Tasks to complete —
#1 From the baseball explanation, list each toss and say how far that ball travels before it reaches the ground.
#2 Carry on writing the baseball explanation, starting after its final sentence.

Document text —
Here is an answer that might seem childish or facetious at first, but I've had some good luck

getting the idea across with this explanation, and I urge you to try it out.

You have several baseballs, and you're going to exercise your pitching power. One at a time,

you'll take each Baseball, throw it perfectly horizontally, and see how far it goes before it hits

the ground.

You toss the first ball easily, and it hits the ground a few meters in front of you.

You toss the next one with more speed, and it goes a few meters farther than the first one went.

You toss the next one with even more speed, and it goes even farther before it hits the ground.

The faster the ball leaves your hand, the farther it goes before it meets the surface. Gravity takes

some time to pull it down, and the faster it goes horizontally, the farther it can go during that time.

Now, remember that the earth isn't flat. It's a sphere. If you start out horizontally and keep going

in a straight line, the sphere (earth) curves down and away from you.

Data listing —
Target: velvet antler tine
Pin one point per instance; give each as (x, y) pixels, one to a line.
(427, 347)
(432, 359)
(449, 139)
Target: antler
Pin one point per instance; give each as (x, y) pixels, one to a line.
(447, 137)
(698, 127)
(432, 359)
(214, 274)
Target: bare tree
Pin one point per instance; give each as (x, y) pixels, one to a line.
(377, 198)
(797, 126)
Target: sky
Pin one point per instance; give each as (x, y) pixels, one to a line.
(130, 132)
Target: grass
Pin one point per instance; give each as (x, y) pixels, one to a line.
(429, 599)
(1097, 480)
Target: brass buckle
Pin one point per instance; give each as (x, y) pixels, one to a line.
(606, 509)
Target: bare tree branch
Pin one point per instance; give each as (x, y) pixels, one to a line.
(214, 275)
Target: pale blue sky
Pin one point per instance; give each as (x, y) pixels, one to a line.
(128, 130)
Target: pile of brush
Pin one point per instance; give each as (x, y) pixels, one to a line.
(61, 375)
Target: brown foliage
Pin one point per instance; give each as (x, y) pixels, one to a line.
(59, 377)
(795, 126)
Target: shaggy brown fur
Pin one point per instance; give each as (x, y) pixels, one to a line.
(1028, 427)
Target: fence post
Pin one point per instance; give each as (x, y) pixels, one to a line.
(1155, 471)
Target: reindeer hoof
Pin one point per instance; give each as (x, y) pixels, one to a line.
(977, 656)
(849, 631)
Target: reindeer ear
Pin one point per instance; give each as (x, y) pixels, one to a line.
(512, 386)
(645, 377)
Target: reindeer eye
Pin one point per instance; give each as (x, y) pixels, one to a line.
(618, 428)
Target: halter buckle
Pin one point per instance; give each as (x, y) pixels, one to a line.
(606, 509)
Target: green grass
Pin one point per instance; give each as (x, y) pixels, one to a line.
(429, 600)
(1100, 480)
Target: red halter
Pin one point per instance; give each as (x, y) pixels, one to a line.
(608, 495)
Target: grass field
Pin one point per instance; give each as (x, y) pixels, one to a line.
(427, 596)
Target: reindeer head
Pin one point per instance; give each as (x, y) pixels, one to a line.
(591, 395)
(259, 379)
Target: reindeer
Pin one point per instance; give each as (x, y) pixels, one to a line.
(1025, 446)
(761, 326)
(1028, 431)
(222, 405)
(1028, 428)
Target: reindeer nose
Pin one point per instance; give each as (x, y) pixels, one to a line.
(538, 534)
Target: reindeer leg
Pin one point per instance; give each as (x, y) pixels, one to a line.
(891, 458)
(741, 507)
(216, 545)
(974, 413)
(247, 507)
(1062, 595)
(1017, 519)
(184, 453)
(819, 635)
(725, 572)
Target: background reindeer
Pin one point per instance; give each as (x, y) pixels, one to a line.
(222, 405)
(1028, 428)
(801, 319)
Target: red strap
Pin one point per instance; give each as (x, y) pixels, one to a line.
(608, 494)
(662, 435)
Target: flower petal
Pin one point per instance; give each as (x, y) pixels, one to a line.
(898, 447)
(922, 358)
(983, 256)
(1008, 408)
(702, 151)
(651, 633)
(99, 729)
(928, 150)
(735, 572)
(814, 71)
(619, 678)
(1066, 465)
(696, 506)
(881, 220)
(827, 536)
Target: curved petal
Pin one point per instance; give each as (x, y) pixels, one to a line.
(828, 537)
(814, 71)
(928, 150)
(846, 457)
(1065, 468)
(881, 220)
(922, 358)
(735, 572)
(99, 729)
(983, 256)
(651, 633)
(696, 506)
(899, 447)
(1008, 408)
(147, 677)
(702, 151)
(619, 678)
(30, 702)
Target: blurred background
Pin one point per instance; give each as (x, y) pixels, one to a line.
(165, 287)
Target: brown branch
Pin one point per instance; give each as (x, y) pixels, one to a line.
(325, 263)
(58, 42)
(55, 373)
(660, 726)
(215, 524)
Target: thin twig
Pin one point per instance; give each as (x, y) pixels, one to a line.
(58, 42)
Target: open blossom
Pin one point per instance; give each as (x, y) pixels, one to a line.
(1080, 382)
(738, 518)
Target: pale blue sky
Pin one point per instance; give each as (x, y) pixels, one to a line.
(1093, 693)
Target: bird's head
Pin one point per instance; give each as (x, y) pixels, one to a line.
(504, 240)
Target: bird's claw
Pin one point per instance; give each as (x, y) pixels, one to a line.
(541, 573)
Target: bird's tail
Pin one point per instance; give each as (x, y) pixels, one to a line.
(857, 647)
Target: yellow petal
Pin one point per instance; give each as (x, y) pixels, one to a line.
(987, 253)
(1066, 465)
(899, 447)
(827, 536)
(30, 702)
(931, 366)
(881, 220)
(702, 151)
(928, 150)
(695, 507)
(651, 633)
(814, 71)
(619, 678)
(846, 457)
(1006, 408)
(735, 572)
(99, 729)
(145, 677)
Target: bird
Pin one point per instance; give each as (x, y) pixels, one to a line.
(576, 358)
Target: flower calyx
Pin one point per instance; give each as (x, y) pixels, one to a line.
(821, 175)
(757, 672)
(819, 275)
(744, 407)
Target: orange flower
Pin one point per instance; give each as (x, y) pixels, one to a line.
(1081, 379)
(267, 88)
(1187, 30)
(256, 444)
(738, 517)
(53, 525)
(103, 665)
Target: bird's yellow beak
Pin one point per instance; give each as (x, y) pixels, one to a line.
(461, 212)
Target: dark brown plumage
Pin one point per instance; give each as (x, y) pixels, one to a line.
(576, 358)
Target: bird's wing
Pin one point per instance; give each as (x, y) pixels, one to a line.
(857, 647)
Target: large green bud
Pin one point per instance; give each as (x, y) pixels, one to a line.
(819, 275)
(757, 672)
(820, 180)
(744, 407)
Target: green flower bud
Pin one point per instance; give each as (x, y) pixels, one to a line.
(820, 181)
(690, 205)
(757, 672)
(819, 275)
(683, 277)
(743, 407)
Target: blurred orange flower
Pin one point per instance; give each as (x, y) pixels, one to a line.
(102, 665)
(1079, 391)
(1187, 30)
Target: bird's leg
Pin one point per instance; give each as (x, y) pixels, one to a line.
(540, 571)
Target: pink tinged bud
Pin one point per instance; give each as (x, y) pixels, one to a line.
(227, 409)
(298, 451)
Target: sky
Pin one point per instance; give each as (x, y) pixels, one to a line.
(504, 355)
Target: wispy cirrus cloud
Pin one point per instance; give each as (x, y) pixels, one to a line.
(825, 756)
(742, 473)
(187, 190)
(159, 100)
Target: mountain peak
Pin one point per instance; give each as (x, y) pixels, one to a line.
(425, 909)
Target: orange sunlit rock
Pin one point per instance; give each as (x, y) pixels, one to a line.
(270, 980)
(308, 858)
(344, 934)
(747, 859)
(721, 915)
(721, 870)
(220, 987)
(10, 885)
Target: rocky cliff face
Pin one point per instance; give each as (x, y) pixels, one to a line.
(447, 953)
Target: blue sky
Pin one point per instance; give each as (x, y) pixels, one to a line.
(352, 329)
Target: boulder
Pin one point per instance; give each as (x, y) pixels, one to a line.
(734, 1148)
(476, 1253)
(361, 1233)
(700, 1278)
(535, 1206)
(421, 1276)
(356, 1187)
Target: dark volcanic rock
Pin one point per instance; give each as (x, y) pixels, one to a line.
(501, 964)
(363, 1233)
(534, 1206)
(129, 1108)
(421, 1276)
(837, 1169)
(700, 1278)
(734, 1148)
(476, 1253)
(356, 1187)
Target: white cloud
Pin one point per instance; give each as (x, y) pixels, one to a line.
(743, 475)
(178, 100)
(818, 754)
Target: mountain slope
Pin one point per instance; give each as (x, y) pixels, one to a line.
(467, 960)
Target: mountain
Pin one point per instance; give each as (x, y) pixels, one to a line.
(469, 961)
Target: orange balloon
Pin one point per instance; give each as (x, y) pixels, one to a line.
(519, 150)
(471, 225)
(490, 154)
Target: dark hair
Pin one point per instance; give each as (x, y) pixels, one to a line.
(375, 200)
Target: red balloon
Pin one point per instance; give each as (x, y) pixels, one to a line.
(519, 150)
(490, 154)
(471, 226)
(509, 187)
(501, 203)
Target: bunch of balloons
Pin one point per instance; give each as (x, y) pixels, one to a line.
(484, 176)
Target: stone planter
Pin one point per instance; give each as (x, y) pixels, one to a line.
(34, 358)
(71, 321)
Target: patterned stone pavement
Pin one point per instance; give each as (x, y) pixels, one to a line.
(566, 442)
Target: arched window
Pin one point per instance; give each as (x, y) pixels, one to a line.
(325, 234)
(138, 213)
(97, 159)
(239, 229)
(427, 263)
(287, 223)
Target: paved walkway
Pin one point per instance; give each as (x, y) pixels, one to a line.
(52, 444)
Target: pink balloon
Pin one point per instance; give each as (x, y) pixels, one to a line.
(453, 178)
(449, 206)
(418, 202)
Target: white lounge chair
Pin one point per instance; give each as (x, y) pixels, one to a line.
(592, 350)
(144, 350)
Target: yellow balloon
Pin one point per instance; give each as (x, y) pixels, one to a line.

Task-by-task results —
#1
- First toss, thrown easily: it hits the ground a few meters in front of you.
- Second toss, thrown with more speed: it goes a few meters farther than the first.
- Third toss, thrown with even more speed: it goes even farther before hitting the ground.

#2
Same is true for the baseball ... You throw it horizontally. As it flies away from you, gravity pulls it

down, always toward the center of the earth. But because the earth is a sphere, the earth's surface

also curves down from level, as the level gets farther from you.

If you throw the baseball fast enough, the earth curves down and away from it just as fast as gravity

pulls it toward the center of the earth. So it keeps falling, but the surface falls away just as fast ! The

baseball never falls fast enough to hit the ground, because gravity doesn't pull it down hard enough.

It just keeps falling all the way around the earth, never catching the ground.

If the ball it has to plow through the air, then it loses its sideways speed, and eventually it does fall

to the ground. That's why there are no artificial satellites that just barely skim the ground ... they

have to stay out of the atmosphere, or else they'll run out of steam. But on the moon, where there's

no air to slow down an artificial satellite, it can stay in an orbit that's just high enough to clear the

mountain tops.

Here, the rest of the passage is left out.